Source text:
[start]

HARARE ON 26th NOVEMBER, 2014		            CASE NO. LC/H/APP/908/14

AND 19th DECEMBER, 2014

In the matter between

BLESSING MUROMBA       			–	Applicant

And

CAIRNS FOODS LTD.				–	Respondent

Before The Honourable P. Muzofa, J.

For Applicant    :	A. Chambati (Legal Practitioner)

For Respondent :	Mr T. Nyamasoka (Legal Practitioner)

MUZOFA, J.

This is an application for Interim Relief pending an appeal made in terms of Section 92E(3) of the Labour Act [Cap 28:01]  (the Act).

On the date of hearing of this matter the Applicant made an oral application to have the Court admit a supplementary affidavit by Applicant and an amendment to the draft order. Respondent opposed this application on the basis that the supplementary affidavit addressed issues that were not before the Court. The said issues were arising from proposed amended grounds of appeal which amendment had not been sought and granted by the Court. The Court granted this application and indicated that reasons will follow. The supplementary affidavit seeks to address the amendment on the draft order. It is my considered view that an applicant being the prosecutor of this matter should be given an opportunity to express exactly what he seeks the Court to do. This will inevitably lead to the proper ventilation of a case.

The order that the Applicant seeks as amended is couched as follows:-

The arbitral award by arbitrator Gabilo dated 11 November 2014 between the applicant and the respondent and anything else arising from it or emanating from it be and is hereby suspended pending the appeal filed under case number LC/H/1032/14.

The respondent be and is hereby ordered to pay the applicant her arrear salaries and benefits for the period 17th of December 2013 to 30th November 2014 pending the determination of her appeal under case number LC/H/1032/14.

The arbitral award by Honourable Gabilo was in the following terms;

That the suspension of claimant be lifted forthwith.

That the respondent institute proceedings in terms of the company Code of Conduct and resolve the matter within 14 days from the date of receipt of this award.

The Respondent opposed the application and raised a preliminary issue that the application had been overtaken by events. The basis of this submission being that both parties had given effect to the award. It was submitted that Applicant reported for duty on 17th November 2014 and thereafter was on paid leave. On 21st November 2014 a disciplinary hearing was conducted against Applicant giving effect to the second part of the arbitral award. In any event, it was submitted by the Respondent the Applicant’s second request for payment of salary arrears is a declaratory order and this Court has no jurisdiction to grant such an order. In response the Applicant argued that this is an application for Interim Relief it being two fold, for the Stay of Execution and an order for payment of arrear salaries.

The first issue that falls for determination is whether the arbitral award was given effect to and therefore this application is of no consequence. The second part of the arbitral award ordered the respondent to institute disciplinary proceedings within 14 days. Respondent submitted that the Applicant was reinstated albeit on paid leave and disciplinary proceedings were conducted. As of the date of hearing of this case the Applicant was waiting a ruling on the penalty. To my mind clearly there is nothing to suspend. The Applicant’s suspension has since been uplifted, that is why she was being paid. Respondent has complied with the arbitral award to conduct a hearing. Clearly the Applicant’s prayer to have the award suspended has been overtaken by events.  I agree with Respondent this part of the application should not be allowed to see the light of day. It seems the Applicant also conceded to this position.

[end]

Stored items from a collection:

[start]

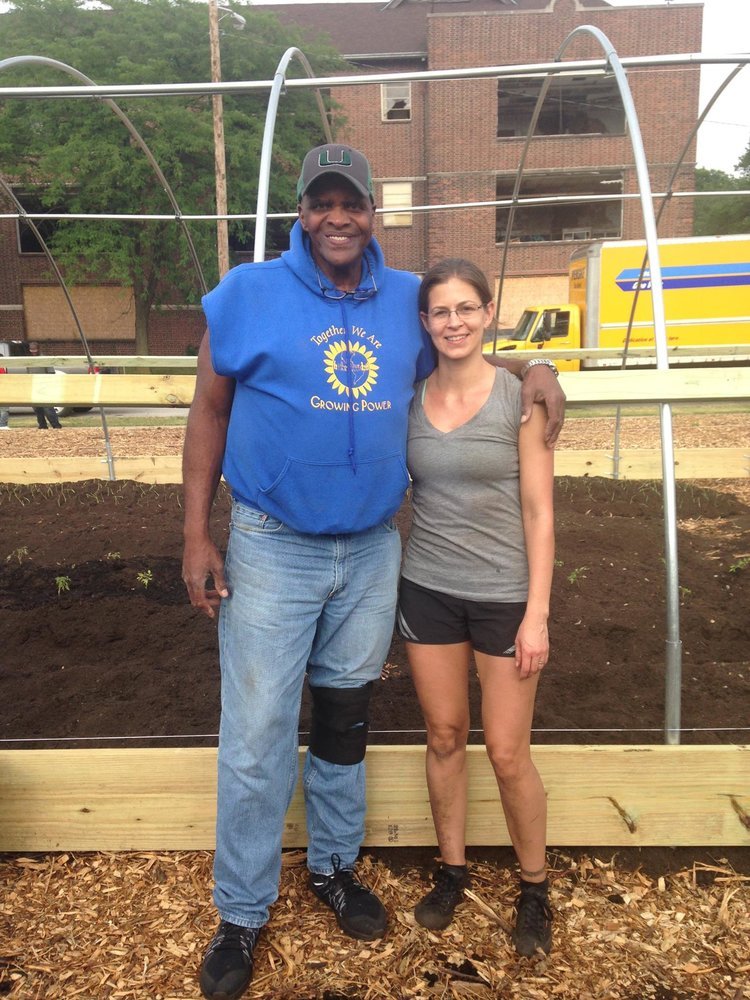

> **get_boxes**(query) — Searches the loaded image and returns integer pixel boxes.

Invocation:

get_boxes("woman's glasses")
[427,302,484,326]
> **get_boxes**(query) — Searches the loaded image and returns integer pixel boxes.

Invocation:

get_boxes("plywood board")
[0,746,750,851]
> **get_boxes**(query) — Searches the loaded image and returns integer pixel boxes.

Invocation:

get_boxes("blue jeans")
[214,497,401,927]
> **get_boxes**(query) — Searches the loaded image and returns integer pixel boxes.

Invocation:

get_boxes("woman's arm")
[516,404,555,677]
[484,351,565,448]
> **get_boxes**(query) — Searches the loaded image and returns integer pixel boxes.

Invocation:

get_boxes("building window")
[380,83,411,122]
[497,76,625,138]
[497,170,623,243]
[382,181,413,226]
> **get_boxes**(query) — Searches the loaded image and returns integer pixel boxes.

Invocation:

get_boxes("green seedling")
[568,566,588,584]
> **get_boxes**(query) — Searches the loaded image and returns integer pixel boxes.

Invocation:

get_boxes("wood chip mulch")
[0,851,750,1000]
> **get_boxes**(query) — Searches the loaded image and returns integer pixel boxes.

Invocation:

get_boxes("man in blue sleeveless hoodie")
[183,145,564,1000]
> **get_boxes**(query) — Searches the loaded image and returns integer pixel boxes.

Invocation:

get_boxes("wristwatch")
[521,358,560,379]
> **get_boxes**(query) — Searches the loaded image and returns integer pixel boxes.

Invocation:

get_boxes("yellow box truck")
[485,236,750,371]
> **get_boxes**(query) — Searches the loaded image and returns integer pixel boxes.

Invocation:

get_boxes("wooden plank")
[3,354,198,374]
[490,341,750,365]
[0,367,750,406]
[0,746,750,851]
[3,341,750,372]
[560,367,750,404]
[0,374,195,406]
[0,448,750,485]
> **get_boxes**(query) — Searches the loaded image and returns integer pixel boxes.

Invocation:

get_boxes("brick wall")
[0,0,703,340]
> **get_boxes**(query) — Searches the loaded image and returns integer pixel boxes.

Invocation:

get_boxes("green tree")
[693,169,750,236]
[0,0,343,354]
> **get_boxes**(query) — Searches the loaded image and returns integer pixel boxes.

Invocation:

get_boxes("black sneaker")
[414,862,469,931]
[200,920,260,1000]
[309,854,387,941]
[513,879,552,958]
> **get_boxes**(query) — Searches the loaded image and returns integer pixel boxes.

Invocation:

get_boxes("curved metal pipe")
[0,56,208,294]
[498,25,682,744]
[0,177,117,482]
[253,46,333,261]
[0,56,208,481]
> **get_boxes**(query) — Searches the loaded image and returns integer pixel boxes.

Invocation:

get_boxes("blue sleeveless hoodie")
[203,222,434,534]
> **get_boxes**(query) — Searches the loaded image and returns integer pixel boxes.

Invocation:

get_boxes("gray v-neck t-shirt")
[402,368,529,603]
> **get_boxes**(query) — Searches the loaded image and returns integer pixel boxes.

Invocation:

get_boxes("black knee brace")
[310,681,372,764]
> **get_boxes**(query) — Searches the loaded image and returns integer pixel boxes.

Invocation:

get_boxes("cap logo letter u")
[318,149,352,167]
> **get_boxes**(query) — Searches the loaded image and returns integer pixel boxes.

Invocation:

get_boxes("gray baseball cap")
[297,143,375,205]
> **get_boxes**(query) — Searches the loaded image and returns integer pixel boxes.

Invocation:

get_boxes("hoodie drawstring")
[339,299,357,476]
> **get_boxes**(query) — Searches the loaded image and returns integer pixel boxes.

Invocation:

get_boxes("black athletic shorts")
[396,576,526,656]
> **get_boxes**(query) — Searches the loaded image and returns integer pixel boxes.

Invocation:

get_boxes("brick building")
[262,0,703,325]
[0,0,703,354]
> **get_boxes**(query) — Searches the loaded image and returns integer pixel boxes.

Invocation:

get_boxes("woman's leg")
[406,642,471,865]
[475,652,547,882]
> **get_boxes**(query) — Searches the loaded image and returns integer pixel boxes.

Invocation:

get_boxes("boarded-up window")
[380,83,411,122]
[382,181,413,226]
[23,285,135,341]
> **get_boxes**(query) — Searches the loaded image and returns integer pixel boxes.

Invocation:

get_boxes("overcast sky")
[0,0,750,173]
[259,0,750,173]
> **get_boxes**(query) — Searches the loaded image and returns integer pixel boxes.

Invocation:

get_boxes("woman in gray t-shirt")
[398,260,554,955]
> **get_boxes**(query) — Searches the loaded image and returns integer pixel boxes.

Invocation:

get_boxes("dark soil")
[0,479,750,748]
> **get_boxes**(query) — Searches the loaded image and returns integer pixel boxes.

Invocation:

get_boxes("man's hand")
[182,538,229,618]
[521,365,565,448]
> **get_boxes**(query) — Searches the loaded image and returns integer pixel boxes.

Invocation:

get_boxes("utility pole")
[208,0,229,278]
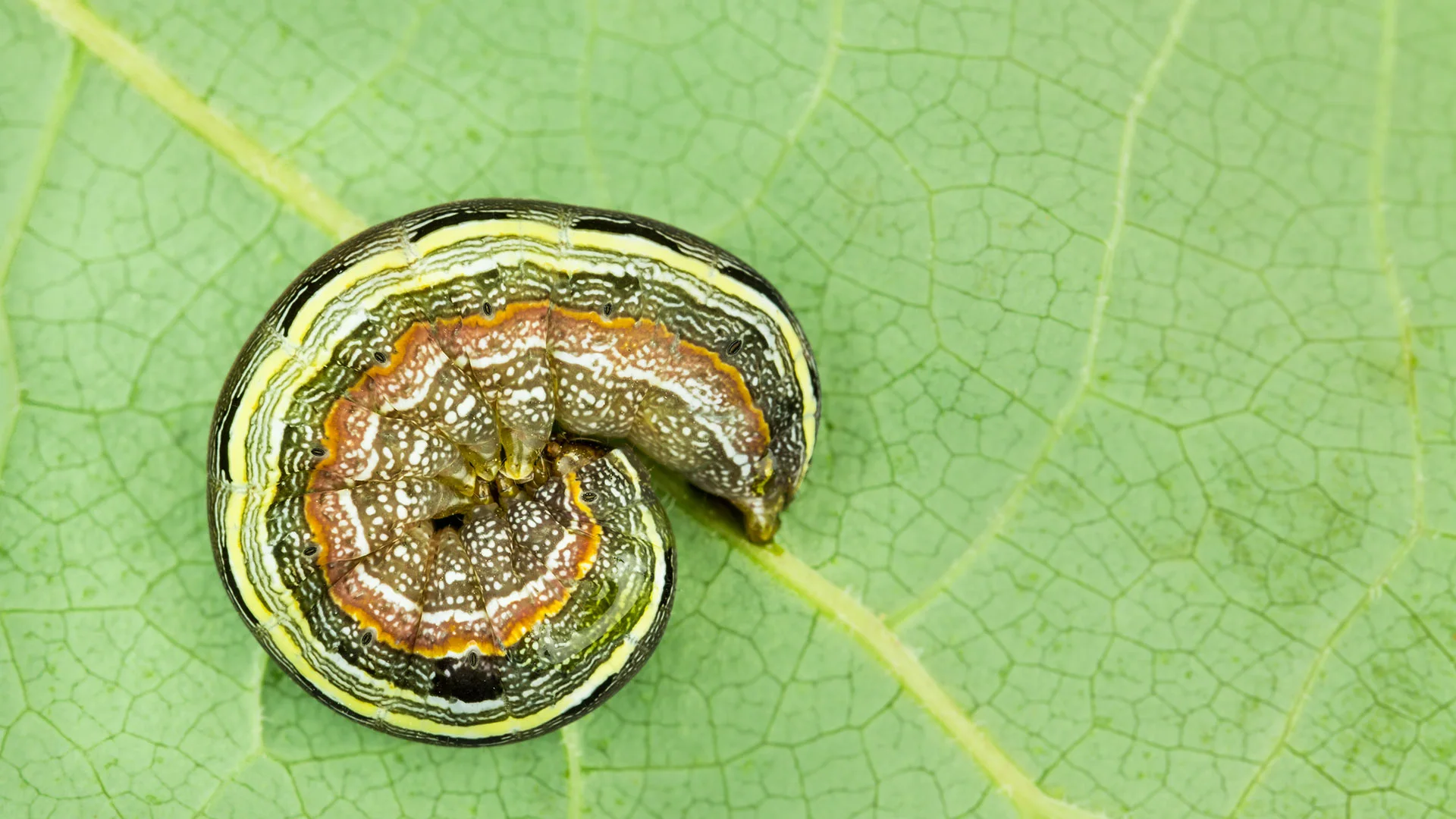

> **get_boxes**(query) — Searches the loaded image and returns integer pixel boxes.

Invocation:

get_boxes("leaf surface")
[0,0,1456,819]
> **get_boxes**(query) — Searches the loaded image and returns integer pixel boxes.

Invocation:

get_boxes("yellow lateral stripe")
[30,0,366,237]
[416,218,818,466]
[249,471,667,739]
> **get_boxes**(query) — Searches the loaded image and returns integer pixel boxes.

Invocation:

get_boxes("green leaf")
[0,0,1456,819]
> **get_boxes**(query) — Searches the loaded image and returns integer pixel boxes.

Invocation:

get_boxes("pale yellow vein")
[0,38,86,474]
[30,0,366,239]
[1228,0,1429,819]
[703,0,845,239]
[32,0,1100,819]
[890,0,1198,626]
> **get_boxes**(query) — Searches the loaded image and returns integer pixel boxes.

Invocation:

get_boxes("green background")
[0,0,1456,819]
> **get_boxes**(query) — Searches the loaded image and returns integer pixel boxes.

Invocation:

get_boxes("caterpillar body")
[209,199,820,745]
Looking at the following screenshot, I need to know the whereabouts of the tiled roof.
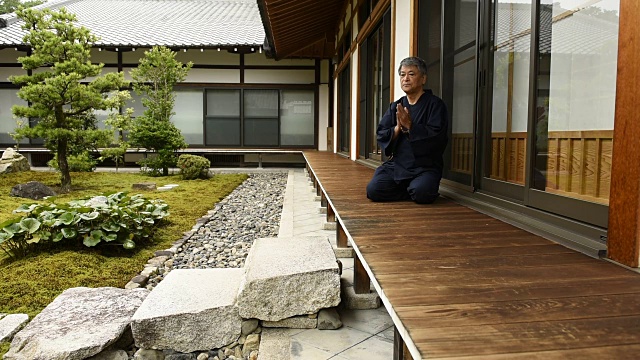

[end]

Work to complete:
1. Under which section of the Labour Act does the court ruling say the application for interim relief was made?
2. Please continue the court ruling on the Muromba and Cairns Foods application from the point where it stops.

Answer set:
1. Section 92E(3) of the Labour Act [Cap 28:01].

2.
The second issue relates to the first order by the Arbitrator. What the Applicant seeks this Court to do is to interpret that part. The Arbitrator ordered that the Applicant’s suspension be lifted forthwith. It is from this order that the Applicant requests this Court to make an order that Applicant be paid salary arrears from December 2013 to November 2014. According to the Applicant it is not in dispute that the Applicant is entitled to the salary arrears from the date of the unlawful suspension to the date of the award. The Court in exercising its jurisdiction in terms of Section 92 E (3) is clothed with the powers to ‘make such interim determination in the matter as the justice of the case requires’. The wording of the Section in my view requires the Court to make a determination pending the finalization of the case. In casu the issue of the payment of salary arrears was not addressed by the Arbitrator. This is evident even from Applicant’s supplementary affidavit paragraph 5 thereof where she states;

“Furthermore the suspension even it is to be found not to have been unlawful as from the 13th of December 2014 (sic) …………. This point was not disputed by both parties but the arbitrator failed to make a determination on the issue and therefore denied the applicant all his arrear salaries and benefits as from 13 December 2014 to date.”

That on its own in my view shows that the Arbitrator did not make a finding on the payment of salary arrears as would appear from this application before this Court. This Court cannot infer a payment where it is not specifically provided for.

In any event giving effect to the first part on the uplifting of the suspension, the order provides for the uplifting of the suspension forthwith, I do not seem to infer any retrospectivety in that. The term forthwith in the case of Standard Chartered Bank Zimbabwe Ltd v Matsika 1996 (1) ZLR 123 SC was attributed to be within a reasonable time. It means going forward and not retrospectively. Bearing in mind the said definition the arbitral award was issued on 10th November 2014 and by 21st November 2014 Applicant was on paid leave which means the suspension had been uplifted. There is no better compliance with the term “forthwith” than this. As stated before there is no retrospectivity that was intended. In addition according to the Applicant this is an issue that the Arbitrator failed to address. This Court then wonders why Applicant would request to be paid the salary arrears in the interim when no finding was made on the issue. The second part of this application as per the amended documents is improperly before the Court.

This application therefore falls on the preliminary issues raised by the Respondent. Partly the application has been overtaken by events and the other part is improperly before the Court.

Accordingly the following order is made;

The preliminary point succeeds.

The application for Interim Relief be and is hereby dismissed with costs.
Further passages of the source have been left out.